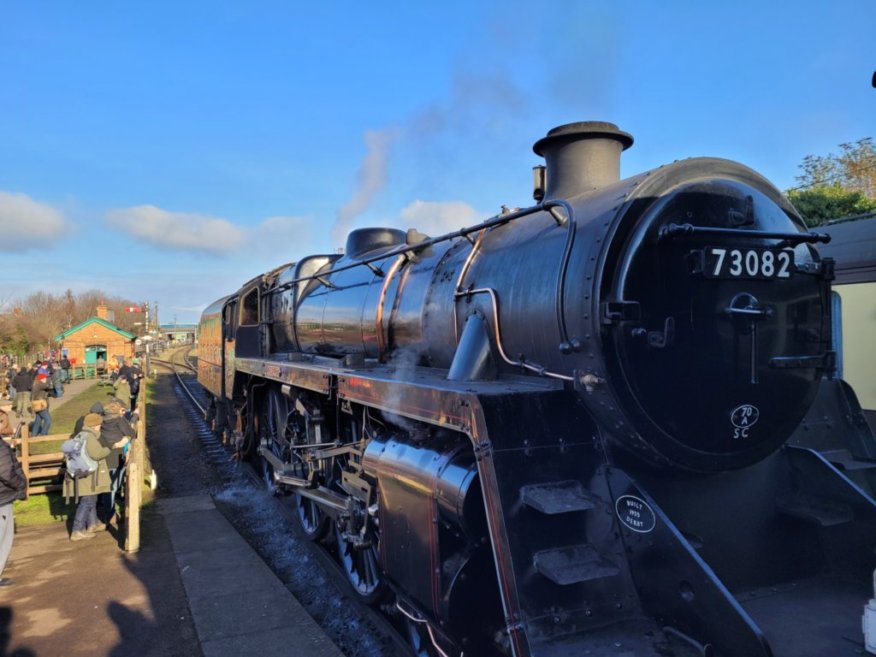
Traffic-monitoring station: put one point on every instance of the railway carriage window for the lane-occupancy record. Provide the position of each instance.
(249, 309)
(836, 303)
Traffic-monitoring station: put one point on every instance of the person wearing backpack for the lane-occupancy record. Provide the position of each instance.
(115, 432)
(87, 485)
(13, 486)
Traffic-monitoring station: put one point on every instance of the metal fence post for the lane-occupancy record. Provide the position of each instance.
(134, 480)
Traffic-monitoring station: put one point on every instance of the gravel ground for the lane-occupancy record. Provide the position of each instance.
(265, 521)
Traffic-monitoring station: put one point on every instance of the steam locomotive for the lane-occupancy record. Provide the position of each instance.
(606, 424)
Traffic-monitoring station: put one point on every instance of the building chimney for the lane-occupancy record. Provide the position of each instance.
(581, 157)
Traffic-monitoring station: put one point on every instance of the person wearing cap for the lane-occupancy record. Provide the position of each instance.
(6, 428)
(40, 404)
(13, 486)
(23, 383)
(115, 432)
(87, 488)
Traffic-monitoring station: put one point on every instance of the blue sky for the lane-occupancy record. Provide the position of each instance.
(169, 151)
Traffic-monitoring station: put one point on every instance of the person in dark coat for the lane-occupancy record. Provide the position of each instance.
(87, 488)
(115, 433)
(7, 427)
(58, 382)
(13, 486)
(23, 383)
(40, 403)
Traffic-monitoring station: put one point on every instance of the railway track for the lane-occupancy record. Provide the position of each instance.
(385, 638)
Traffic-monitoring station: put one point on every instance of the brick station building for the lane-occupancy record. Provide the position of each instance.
(94, 339)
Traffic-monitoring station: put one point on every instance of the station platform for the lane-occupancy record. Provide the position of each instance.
(196, 587)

#### [AIM OF THE EXERCISE]
Arrange every line of the records above as a JSON list of strings, one string per line, omitting blank lines and the pictures.

#### [SOLUTION FOR THIS EXERCISE]
[
  "Traffic-monitoring station: put one point on every instance of the railway carriage window for the lane-occupancy record. Provide the position of each instance.",
  "(249, 309)",
  "(836, 303)",
  "Traffic-monitoring station: put one point on every instance of the person wearing backpack for the lane-occupancy record. Provide the position of each instance.",
  "(115, 432)",
  "(87, 485)",
  "(13, 486)",
  "Traffic-monitoring station: put one point on every instance of the metal fence post for the lane-occupancy record. Provide the position of each instance.",
  "(134, 480)",
  "Traffic-monitoring station: put one point on every instance of the gravel ground for the lane-occupancy record. Provide the position of each instance.",
  "(265, 521)",
  "Traffic-monitoring station: put one point on every instance of the steam locomotive for the lane-occupancy record. Provide the position of each instance.",
  "(606, 424)",
  "Traffic-monitoring station: put one point on every instance of the building chimney for the lane-occupancy record. Provide the position of each instance.",
  "(581, 157)",
  "Traffic-monitoring station: put one point on every instance of the person wearing cap for the lane-occupancy record. Provide the position of each instance.",
  "(6, 428)",
  "(40, 404)",
  "(13, 486)",
  "(23, 383)",
  "(115, 432)",
  "(87, 488)",
  "Traffic-monitoring station: put one point on every instance of the blue sky for the lane-occupancy record. Provide the position of each instance.",
  "(169, 151)",
  "Traffic-monitoring station: put one point on every instance of the person in dark coat for the lane-occupancy record. Provide the position of each instance.",
  "(87, 488)",
  "(115, 433)",
  "(7, 427)",
  "(58, 382)",
  "(13, 486)",
  "(23, 383)",
  "(40, 403)",
  "Traffic-monitoring station: put one point on every instance of the railway track for the lane-occupancy record. Provide the position of each instance.",
  "(385, 638)",
  "Traffic-monitoring station: put one point on every instance of the brick station building for the lane-occupancy record. Provide the position of each instance.",
  "(94, 339)",
  "Traffic-monitoring station: put one point on every instance of the station platform for the lane-occupancy record. Provide the position of each instance.",
  "(196, 587)"
]